---------- Data provided ----------
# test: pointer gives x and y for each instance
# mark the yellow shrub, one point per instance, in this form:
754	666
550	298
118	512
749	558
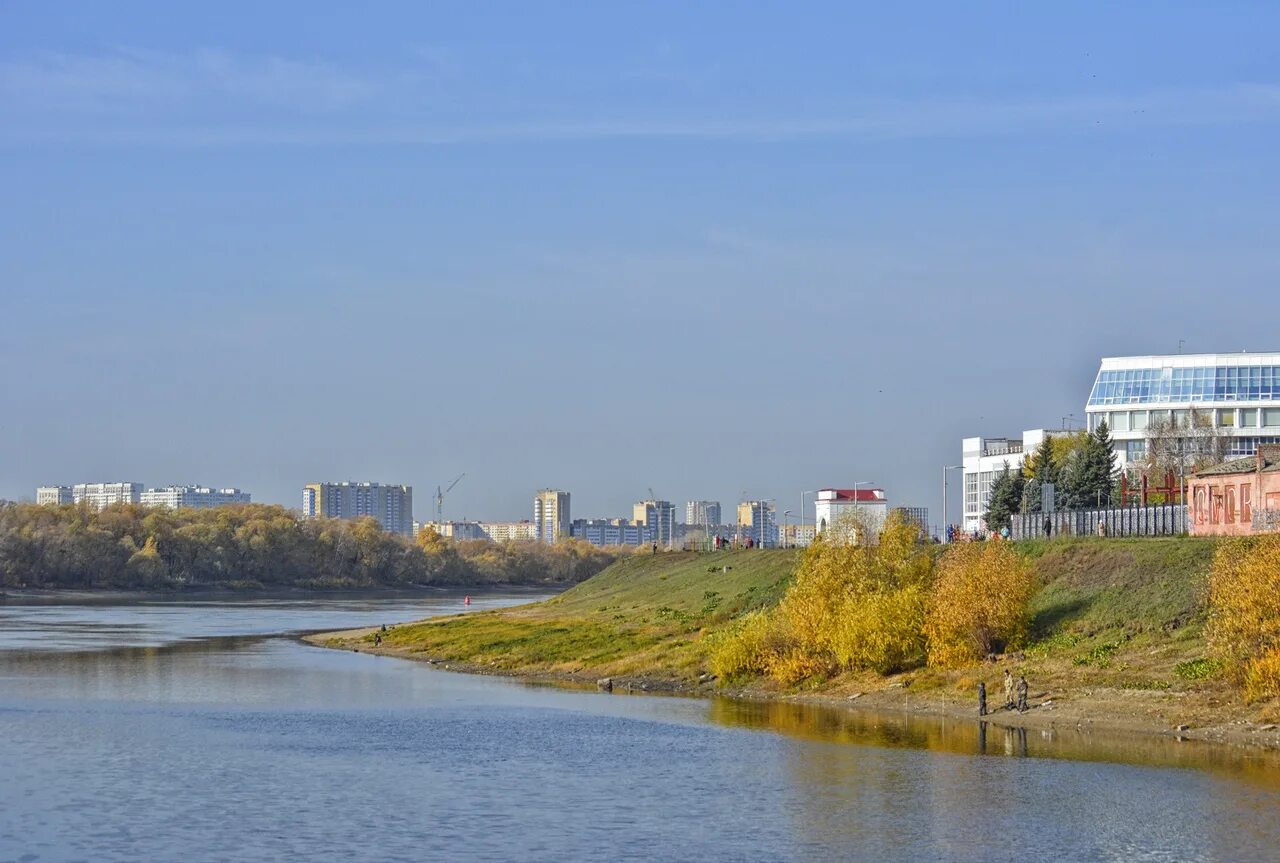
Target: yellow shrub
881	630
982	596
1262	676
850	607
746	649
1244	604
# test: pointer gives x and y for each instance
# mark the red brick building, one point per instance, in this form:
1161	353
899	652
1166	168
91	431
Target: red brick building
1239	497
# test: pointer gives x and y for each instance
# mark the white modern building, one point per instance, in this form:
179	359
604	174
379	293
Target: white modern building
984	459
54	494
659	515
839	510
104	494
511	532
758	521
195	497
613	532
392	506
552	515
1239	393
457	530
702	514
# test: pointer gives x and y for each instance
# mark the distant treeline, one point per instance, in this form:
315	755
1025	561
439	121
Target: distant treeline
256	546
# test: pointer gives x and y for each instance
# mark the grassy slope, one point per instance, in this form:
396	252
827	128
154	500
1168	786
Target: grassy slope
647	615
1119	612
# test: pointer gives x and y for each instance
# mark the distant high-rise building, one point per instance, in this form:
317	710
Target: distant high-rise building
758	520
659	515
702	514
54	494
613	532
551	515
104	494
392	506
195	497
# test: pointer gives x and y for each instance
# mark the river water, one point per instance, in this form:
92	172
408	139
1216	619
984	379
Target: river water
208	731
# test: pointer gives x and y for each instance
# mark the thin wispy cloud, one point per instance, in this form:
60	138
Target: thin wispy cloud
216	97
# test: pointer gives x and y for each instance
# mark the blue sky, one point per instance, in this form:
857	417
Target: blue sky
707	249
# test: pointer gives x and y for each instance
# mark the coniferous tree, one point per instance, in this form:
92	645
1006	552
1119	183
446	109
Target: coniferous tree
1093	480
1040	470
1006	497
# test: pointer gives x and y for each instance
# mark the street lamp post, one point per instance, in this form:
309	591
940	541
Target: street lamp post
856	523
945	524
801	511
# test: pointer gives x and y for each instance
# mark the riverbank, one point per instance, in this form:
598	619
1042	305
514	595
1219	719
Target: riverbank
1118	642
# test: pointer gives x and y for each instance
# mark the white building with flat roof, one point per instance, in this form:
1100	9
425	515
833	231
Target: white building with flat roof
1239	393
392	506
104	494
836	507
54	494
552	515
984	460
195	497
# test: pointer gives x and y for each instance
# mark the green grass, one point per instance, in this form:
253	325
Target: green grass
648	613
1128	610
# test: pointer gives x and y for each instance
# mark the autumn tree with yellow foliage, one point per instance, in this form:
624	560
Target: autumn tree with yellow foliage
1244	613
981	599
850	607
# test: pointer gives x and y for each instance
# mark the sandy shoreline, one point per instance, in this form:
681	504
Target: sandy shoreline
1125	712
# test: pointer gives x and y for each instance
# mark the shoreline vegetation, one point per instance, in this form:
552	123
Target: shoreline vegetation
256	548
1119	638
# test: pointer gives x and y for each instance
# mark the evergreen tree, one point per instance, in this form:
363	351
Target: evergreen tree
1093	480
1006	497
1041	469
----------
> **Direction**
Above are records with pictures; repeat the records exactly and leave the pictures out.

> **Response to the task**
# test: pointer gives x and y for each instance
# mark the yellow shrub, one point per instance, in this form:
754	666
550	298
118	512
749	558
Target: yellow shrub
881	630
982	596
1262	676
850	607
746	649
1244	604
# test: pointer gives x and y for each instance
# mark the red brick building, one point per instance, in this form:
1161	353
899	652
1166	168
91	431
Target: red brick building
1239	497
# test: pointer gives x and y for each instance
# mark the white modern building, one point per instance, in this form:
179	359
604	174
379	293
Target: white modern building
984	459
54	494
659	515
839	510
104	494
511	532
758	521
195	497
613	532
392	506
552	515
1239	393
457	530
702	514
# test: pointer gives x and y for each instance
# mark the distant treeline, one point per instance, in this form:
315	755
1025	561
439	121
Target: distant treeline
256	546
# test: pointer gives x and y for each instance
# mark the grassy slope, one point per instance, in this form:
396	252
827	128
154	500
1168	786
Target: grassy slope
647	615
1119	612
# test: pointer gives x and y for each instance
# mark the distant high-rise building, one point per instance, in this form:
317	710
Target: distant high-rise building
758	520
659	515
702	514
54	494
613	532
551	515
104	494
392	506
195	497
# test: pointer gives x and y for each instance
# mark the river water, one point per instance, in this form:
92	172
408	139
1216	619
984	379
Target: river water
208	731
# test: pointer gives x and y for each instance
# mark the thin wispy cloud, one point per instance, in this form:
60	138
Target: thin wispy cloud
216	97
# test: pointer gives x and y for each instance
# mark the blue sky, one point per instance, in this form:
857	417
Target: blue sky
707	249
# test: pointer gives x and y for each instance
# mark the coniferous tree, one point per instance, in this form:
92	645
1006	552
1119	183
446	109
Target: coniferous tree
1093	480
1040	470
1006	497
# test: pointer gives x and y for each instance
# mark the street lamp post, one point per instance, in this form:
309	591
940	541
Target: street lamp post
856	523
945	524
801	511
# test: pointer gives x and y for each instance
# mark the riverbank, one point per instance, in this form:
598	619
1042	305
514	595
1219	719
Target: riverbank
1118	642
# test: pointer gives x and y for each instance
# mark the white building with flat roof, one point per instance, in this form:
1100	9
425	515
833	231
Target: white building with flat roof
1239	393
392	506
104	494
836	507
54	494
552	515
984	460
195	497
# test: pointer gives x and y for each instance
# mark the green grass, one point per instance, in this form:
253	325
Target: green grass
648	613
1128	610
# test: pointer gives x and y for each instance
# mark the autumn tree with yellow foliage, one point per instance, in this form:
624	560
Target: autumn tree with yellow foliage
1244	613
981	599
850	607
# test: pointer gives x and y for each instance
# mark the sandy shoreline, one point per instance, in this form:
681	504
Target: sandy shoreline
1125	712
# test: pointer gives x and y for each instance
# mark the shoreline vegetation, one point per instance, in this form:
552	123
Target: shoreline vegetation
256	548
1119	638
# test: pointer gives x and y for each instance
# mark the evergreen tree, one point per instance, in this form:
363	351
Target: evergreen tree
1093	480
1006	497
1041	469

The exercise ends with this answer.